→ INSTRUCTIONS FOR THE TASK
Each line below needs to be restated word for word.

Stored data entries
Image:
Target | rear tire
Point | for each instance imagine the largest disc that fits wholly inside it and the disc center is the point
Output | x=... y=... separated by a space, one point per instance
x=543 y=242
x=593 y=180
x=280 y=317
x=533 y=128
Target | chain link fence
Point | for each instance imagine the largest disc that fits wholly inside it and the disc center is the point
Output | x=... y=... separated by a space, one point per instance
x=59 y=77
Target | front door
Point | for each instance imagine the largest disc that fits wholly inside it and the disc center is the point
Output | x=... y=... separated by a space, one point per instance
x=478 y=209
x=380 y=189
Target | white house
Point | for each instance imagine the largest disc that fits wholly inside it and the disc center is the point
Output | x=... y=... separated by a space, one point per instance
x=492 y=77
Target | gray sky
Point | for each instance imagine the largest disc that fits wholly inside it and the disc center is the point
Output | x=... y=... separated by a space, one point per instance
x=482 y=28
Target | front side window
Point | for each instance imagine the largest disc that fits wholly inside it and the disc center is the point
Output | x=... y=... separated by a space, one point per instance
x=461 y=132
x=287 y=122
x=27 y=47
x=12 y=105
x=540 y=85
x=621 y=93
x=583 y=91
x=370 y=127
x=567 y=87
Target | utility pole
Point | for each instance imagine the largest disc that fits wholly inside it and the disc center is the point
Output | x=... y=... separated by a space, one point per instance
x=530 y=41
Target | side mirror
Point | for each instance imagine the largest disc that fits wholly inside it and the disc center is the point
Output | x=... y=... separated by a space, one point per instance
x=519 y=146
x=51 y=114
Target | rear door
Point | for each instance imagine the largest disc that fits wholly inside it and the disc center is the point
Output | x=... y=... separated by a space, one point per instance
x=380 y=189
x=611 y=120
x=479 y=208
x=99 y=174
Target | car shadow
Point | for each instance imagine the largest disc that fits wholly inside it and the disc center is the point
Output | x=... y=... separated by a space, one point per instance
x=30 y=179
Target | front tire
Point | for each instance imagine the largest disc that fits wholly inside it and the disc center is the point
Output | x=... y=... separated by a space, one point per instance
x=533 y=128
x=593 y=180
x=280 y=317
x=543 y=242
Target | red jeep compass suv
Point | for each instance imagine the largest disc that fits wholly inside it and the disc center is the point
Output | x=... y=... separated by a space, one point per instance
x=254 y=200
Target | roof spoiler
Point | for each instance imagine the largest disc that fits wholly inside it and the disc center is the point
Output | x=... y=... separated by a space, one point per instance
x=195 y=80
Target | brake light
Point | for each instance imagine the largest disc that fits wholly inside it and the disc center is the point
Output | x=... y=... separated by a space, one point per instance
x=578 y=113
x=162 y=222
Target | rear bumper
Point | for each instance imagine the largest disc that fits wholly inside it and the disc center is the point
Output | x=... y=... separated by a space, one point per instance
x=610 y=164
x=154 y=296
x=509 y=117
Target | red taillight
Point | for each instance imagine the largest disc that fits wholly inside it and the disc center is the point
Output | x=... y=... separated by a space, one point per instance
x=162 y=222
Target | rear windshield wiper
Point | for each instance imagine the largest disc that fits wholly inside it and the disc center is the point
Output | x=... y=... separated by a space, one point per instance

→ WRITTEN REPLY
Image:
Target | rear tire
Point | for each instance imagine the largest disc that fits wholly inside it and the disc center is the point
Output | x=... y=... separated by a space, one point per instance
x=543 y=242
x=593 y=180
x=280 y=317
x=533 y=128
Target | chain link fence
Point | for each instance imagine the largest disc that fits wholly inside it and the disc center is the point
Output | x=... y=... separated by a space, one point per instance
x=59 y=77
Target | front door
Point | for each instance imagine the largest disc that fits wholly inside it and the disc center is the point
Output | x=... y=... separated by a space, one point per instance
x=478 y=209
x=380 y=189
Target | white house
Point | for each instance imagine the largest disc that fits wholly inside it and the disc center is the point
Output | x=... y=... separated by a space, one point per instance
x=492 y=77
Target | gray sky
Point | for each instance imagine the largest disc that fits wholly inside it and the disc center is the point
Output | x=... y=... separated by a space, one point per instance
x=482 y=28
Target | front side window
Point | for each instance imagine the largest disc that fits wholly inside it and the disc center is the point
Output | x=... y=... separated by a space, one point per instance
x=461 y=132
x=287 y=122
x=27 y=47
x=12 y=105
x=540 y=85
x=621 y=93
x=583 y=91
x=370 y=127
x=567 y=87
Target | utility pole
Point | for each instance imagine the largest disc that fits wholly inside it and the disc center is the point
Output | x=... y=... separated by a space, one point per instance
x=530 y=41
Target | side mirror
Point | for each instance imagine the largest disc that fits wholly inside it and the disc center is the point
Output | x=... y=... separated by a space, one point per instance
x=519 y=146
x=51 y=114
Target | rear door
Point | for each instance imagine the largest disc that fits wholly inside it and the disc center is the point
Output | x=... y=... separated by a space, one point per instance
x=380 y=189
x=611 y=120
x=479 y=208
x=99 y=174
Target | car shadow
Point | for each instance imagine the largest disc that fits wholly inside it and the disc center is the point
Output | x=... y=... separated by a space, one point per instance
x=30 y=179
Target | front tire
Point | for each instance imagine the largest disc that fits wholly inside it and the disc center is the point
Output | x=... y=... separated by a space, one point per instance
x=533 y=128
x=593 y=180
x=280 y=317
x=543 y=242
Target | red jeep compass suv
Point | for each instance imagine the largest disc that fits wholly inside it and the disc center is the point
Output | x=... y=... separated by a space, one point per instance
x=254 y=200
Target | roof spoiler
Point | for each instance imagine the largest disc that fits wholly inside it and the disc center is the point
Output | x=... y=... separated by a space, one point per instance
x=195 y=80
Target | brake light
Point | for each instance imagine the largest disc that fits wholly inside it and the disc center is the point
Output | x=... y=... separated by a space, one point per instance
x=578 y=113
x=162 y=222
Target | rear bumper
Point | for each instance imagine the largest disc that fits wholly inside it and the disc center is the point
Output | x=... y=... separated by a space, one point per instance
x=610 y=164
x=154 y=296
x=509 y=117
Target | red taillight
Point | for each instance imagine the largest disc that fits wholly inside it and the disc center is the point
Output | x=... y=... separated by a space, one point per instance
x=162 y=222
Target | rear windshield wiper
Point | for each instance imagine the largest disc that fits wholly inside it and the disc center is the point
Output | x=... y=... separated by a space, one point per instance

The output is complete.